## Exercise objective
Your task is to transcribe the entries below exactly, beginning with the line containing "platform in the photo above." and ending with the final line, and to add nothing else.

++++++++

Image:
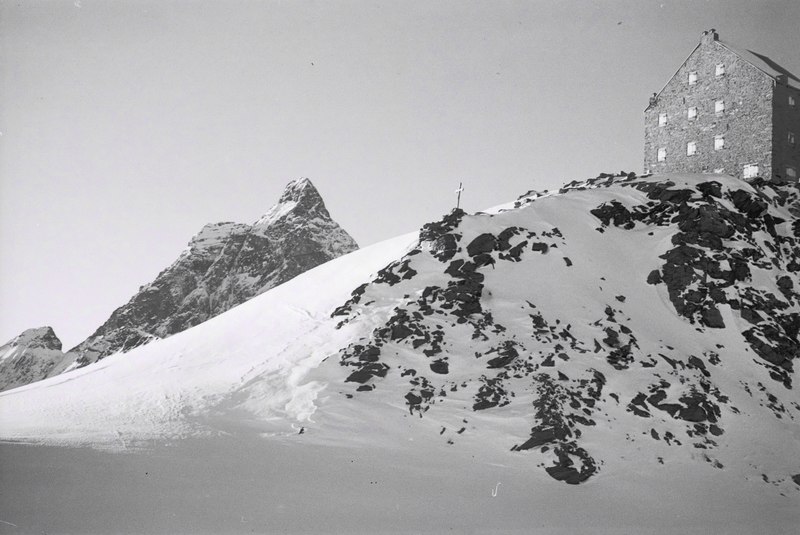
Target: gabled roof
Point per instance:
(764, 64)
(759, 61)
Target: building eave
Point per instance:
(673, 75)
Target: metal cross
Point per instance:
(458, 191)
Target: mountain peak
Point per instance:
(299, 197)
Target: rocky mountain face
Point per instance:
(623, 313)
(28, 357)
(224, 265)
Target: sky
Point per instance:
(125, 126)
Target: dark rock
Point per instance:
(710, 189)
(485, 243)
(440, 366)
(712, 318)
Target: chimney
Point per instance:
(709, 36)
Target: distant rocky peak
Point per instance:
(299, 197)
(40, 337)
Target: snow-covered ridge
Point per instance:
(639, 322)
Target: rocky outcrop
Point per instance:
(579, 367)
(29, 357)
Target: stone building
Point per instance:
(725, 110)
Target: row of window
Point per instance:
(719, 144)
(748, 171)
(719, 71)
(691, 112)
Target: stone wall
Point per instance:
(746, 123)
(786, 119)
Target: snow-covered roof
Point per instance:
(763, 63)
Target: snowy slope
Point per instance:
(225, 264)
(592, 335)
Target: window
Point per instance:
(750, 170)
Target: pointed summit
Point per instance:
(300, 197)
(224, 265)
(28, 357)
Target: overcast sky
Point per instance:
(128, 125)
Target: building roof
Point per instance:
(763, 63)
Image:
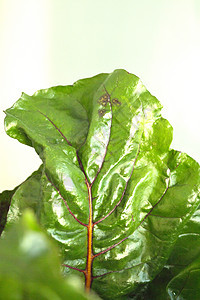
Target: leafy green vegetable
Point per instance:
(180, 277)
(110, 191)
(30, 268)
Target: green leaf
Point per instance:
(30, 268)
(179, 279)
(5, 199)
(111, 192)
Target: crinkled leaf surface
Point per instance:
(30, 268)
(110, 191)
(180, 278)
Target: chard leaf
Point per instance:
(179, 279)
(110, 191)
(30, 268)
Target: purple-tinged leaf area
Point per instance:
(110, 191)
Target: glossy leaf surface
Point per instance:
(30, 268)
(180, 277)
(110, 191)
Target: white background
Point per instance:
(51, 42)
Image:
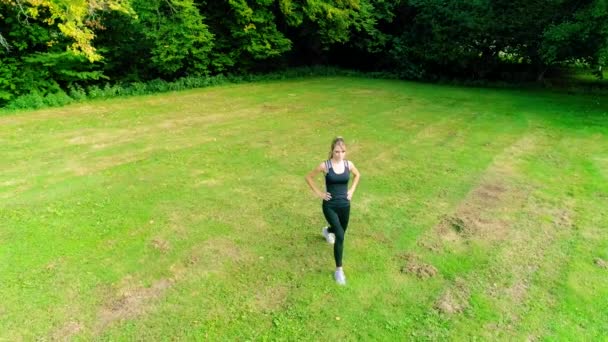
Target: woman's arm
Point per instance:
(311, 182)
(356, 177)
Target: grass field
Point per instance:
(481, 214)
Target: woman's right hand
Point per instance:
(326, 196)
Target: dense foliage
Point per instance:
(49, 46)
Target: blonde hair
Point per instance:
(338, 141)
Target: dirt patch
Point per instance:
(66, 332)
(601, 263)
(208, 257)
(161, 245)
(131, 302)
(414, 266)
(454, 299)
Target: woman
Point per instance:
(336, 198)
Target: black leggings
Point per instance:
(337, 217)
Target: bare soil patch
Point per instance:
(413, 265)
(455, 299)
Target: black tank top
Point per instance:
(337, 185)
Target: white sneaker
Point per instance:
(329, 237)
(340, 277)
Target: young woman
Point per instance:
(336, 198)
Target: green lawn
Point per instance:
(481, 214)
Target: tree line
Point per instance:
(49, 45)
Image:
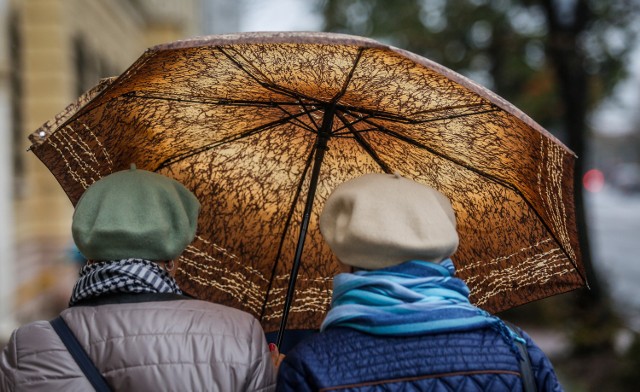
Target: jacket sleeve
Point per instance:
(263, 373)
(8, 365)
(545, 376)
(291, 376)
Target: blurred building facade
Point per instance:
(50, 52)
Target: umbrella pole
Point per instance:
(320, 148)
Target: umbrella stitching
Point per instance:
(511, 270)
(497, 180)
(501, 258)
(63, 136)
(73, 174)
(104, 150)
(85, 148)
(501, 285)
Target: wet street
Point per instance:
(614, 219)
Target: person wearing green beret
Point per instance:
(127, 315)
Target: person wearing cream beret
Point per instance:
(400, 319)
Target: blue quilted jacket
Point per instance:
(346, 360)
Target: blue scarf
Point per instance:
(409, 299)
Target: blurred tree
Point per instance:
(554, 59)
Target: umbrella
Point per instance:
(263, 126)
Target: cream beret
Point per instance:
(379, 220)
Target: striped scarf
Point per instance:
(409, 299)
(122, 276)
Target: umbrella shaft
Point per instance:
(320, 148)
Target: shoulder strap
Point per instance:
(528, 380)
(79, 355)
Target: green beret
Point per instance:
(135, 214)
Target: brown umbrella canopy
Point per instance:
(263, 126)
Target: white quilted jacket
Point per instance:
(180, 345)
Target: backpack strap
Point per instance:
(526, 370)
(79, 355)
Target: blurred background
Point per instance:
(571, 65)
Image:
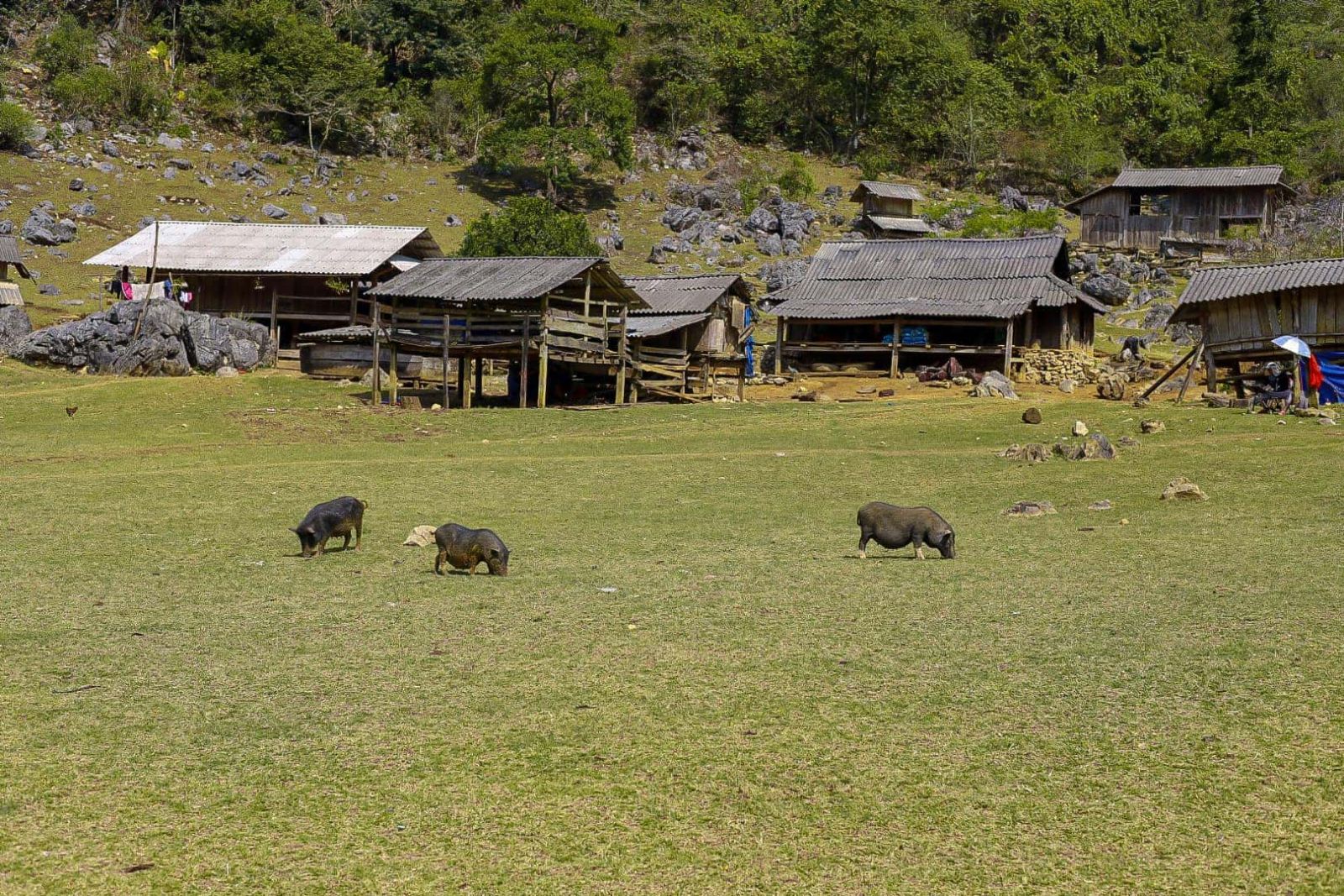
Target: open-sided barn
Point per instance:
(880, 305)
(293, 277)
(562, 317)
(1242, 308)
(889, 210)
(691, 335)
(1191, 207)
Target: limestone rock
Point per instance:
(1032, 508)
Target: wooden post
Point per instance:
(1189, 374)
(378, 369)
(895, 348)
(393, 379)
(543, 352)
(622, 343)
(445, 365)
(275, 311)
(523, 359)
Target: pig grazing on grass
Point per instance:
(893, 527)
(467, 548)
(333, 517)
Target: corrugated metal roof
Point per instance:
(1218, 284)
(1241, 176)
(496, 280)
(1191, 179)
(10, 253)
(996, 278)
(648, 325)
(225, 248)
(886, 191)
(900, 224)
(685, 295)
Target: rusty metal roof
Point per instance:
(10, 253)
(647, 325)
(225, 248)
(900, 224)
(996, 278)
(1218, 284)
(685, 295)
(885, 191)
(501, 280)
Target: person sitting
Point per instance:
(1278, 389)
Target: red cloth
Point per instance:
(1315, 376)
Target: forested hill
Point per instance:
(1052, 93)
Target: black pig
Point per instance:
(467, 548)
(333, 517)
(893, 527)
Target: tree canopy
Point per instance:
(530, 228)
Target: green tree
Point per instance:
(549, 78)
(528, 228)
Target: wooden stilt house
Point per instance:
(889, 210)
(1242, 308)
(1180, 207)
(559, 322)
(691, 338)
(292, 277)
(10, 255)
(878, 307)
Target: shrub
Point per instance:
(15, 125)
(66, 50)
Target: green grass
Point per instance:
(1151, 707)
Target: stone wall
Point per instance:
(1050, 365)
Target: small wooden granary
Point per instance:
(692, 336)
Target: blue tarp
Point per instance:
(1332, 365)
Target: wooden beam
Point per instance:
(393, 379)
(895, 348)
(543, 354)
(445, 365)
(522, 362)
(378, 369)
(275, 309)
(1175, 367)
(622, 344)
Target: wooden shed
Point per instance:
(1180, 207)
(879, 307)
(889, 210)
(559, 322)
(691, 338)
(293, 277)
(1242, 308)
(10, 255)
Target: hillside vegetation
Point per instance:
(1047, 92)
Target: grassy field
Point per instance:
(689, 683)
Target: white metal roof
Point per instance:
(226, 248)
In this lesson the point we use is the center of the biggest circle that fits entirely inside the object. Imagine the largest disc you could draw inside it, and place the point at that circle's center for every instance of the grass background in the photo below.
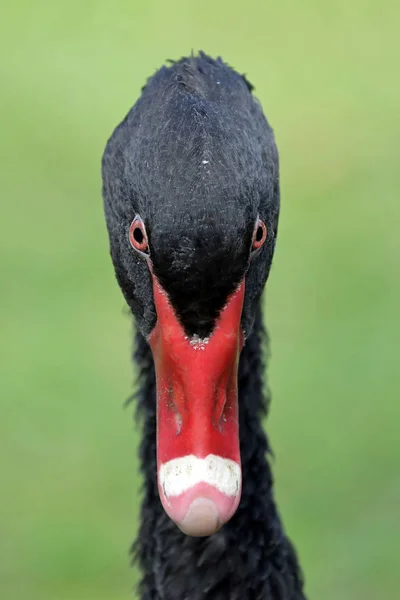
(327, 75)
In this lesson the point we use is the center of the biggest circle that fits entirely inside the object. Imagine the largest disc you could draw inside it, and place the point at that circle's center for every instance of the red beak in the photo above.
(198, 456)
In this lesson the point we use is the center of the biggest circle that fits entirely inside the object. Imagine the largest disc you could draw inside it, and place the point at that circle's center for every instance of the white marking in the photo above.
(180, 474)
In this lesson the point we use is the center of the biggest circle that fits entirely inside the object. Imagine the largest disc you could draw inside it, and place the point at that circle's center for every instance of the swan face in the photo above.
(191, 195)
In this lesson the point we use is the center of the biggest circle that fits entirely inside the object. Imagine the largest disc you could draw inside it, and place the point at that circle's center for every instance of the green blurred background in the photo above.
(328, 77)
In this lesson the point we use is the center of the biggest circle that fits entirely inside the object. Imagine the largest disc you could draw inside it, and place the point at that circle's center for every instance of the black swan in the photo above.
(191, 196)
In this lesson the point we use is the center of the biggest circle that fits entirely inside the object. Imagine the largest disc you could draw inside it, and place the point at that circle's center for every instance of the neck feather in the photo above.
(250, 558)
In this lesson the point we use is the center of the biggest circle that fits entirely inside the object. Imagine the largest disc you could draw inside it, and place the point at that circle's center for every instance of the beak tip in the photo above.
(202, 518)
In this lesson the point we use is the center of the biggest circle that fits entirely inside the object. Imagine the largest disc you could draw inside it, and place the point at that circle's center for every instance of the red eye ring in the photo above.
(259, 235)
(138, 235)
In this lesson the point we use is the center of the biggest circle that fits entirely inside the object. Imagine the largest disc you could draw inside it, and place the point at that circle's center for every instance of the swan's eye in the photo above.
(259, 235)
(138, 236)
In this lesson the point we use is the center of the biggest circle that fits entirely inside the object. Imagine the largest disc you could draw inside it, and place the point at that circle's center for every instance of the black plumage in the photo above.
(196, 158)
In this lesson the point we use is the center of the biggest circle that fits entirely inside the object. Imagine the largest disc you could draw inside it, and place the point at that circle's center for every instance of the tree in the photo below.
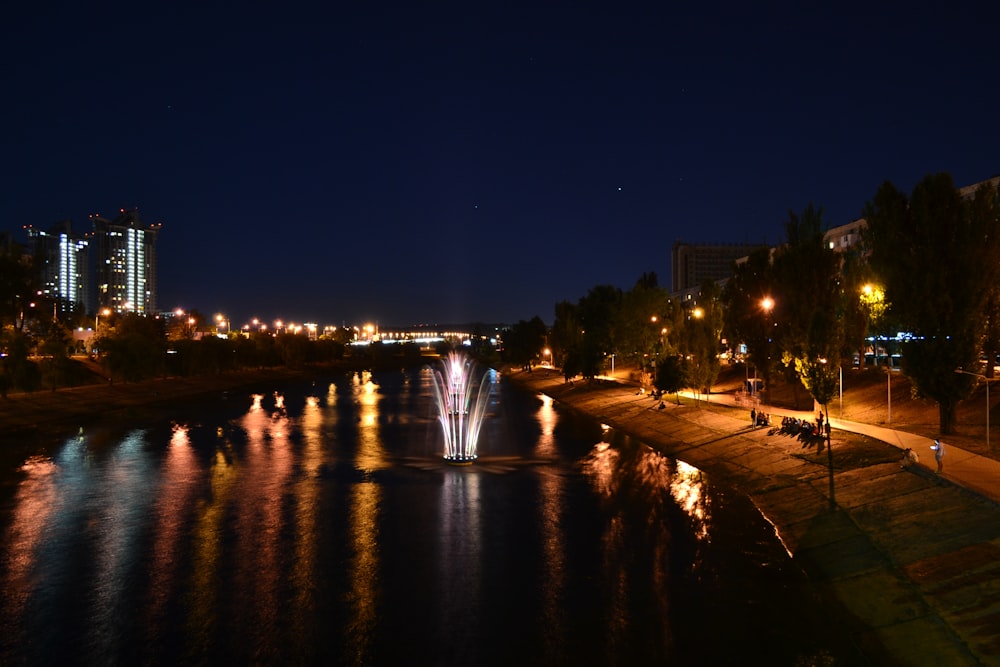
(809, 304)
(642, 321)
(135, 349)
(524, 341)
(598, 315)
(938, 256)
(744, 318)
(671, 376)
(566, 337)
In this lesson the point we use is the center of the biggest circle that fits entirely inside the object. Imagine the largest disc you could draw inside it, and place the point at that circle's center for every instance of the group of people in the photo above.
(803, 429)
(759, 418)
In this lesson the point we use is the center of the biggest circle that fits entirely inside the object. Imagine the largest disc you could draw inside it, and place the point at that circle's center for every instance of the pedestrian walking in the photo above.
(938, 455)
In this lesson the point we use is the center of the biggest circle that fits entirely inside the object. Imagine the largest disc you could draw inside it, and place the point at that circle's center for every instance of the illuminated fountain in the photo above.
(462, 403)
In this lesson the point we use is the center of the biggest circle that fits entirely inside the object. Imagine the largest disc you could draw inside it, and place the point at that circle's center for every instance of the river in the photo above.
(314, 522)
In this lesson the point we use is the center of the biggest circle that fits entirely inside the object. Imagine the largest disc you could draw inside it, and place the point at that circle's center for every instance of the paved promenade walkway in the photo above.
(912, 558)
(972, 471)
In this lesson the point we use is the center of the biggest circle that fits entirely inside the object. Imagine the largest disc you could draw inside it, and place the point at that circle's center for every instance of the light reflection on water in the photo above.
(300, 530)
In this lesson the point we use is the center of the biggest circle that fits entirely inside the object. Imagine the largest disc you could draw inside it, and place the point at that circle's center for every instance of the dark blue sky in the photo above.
(338, 163)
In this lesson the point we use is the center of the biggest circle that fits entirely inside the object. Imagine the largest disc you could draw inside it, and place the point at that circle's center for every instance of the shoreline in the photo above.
(908, 560)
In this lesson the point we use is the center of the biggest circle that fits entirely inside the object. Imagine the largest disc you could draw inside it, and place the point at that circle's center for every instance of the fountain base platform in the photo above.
(459, 461)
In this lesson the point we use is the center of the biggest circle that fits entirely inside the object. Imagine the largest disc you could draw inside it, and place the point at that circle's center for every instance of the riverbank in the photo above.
(911, 559)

++++++++

## Solution for this problem
In this lesson the point we use is the center of the biggest circle that fits entirely inside the object. Imagine the largest disc you could draw inside it, and place the point at that circle's center for every instance of the fountain base platform in the photo above.
(459, 461)
In this lesson the point we use is the center of the biggest circle that fits entirely inside the object. Imagine the largest disc you could draw inside it, and place the point at that circle's center for every instance of the riverbank in the photo above.
(911, 559)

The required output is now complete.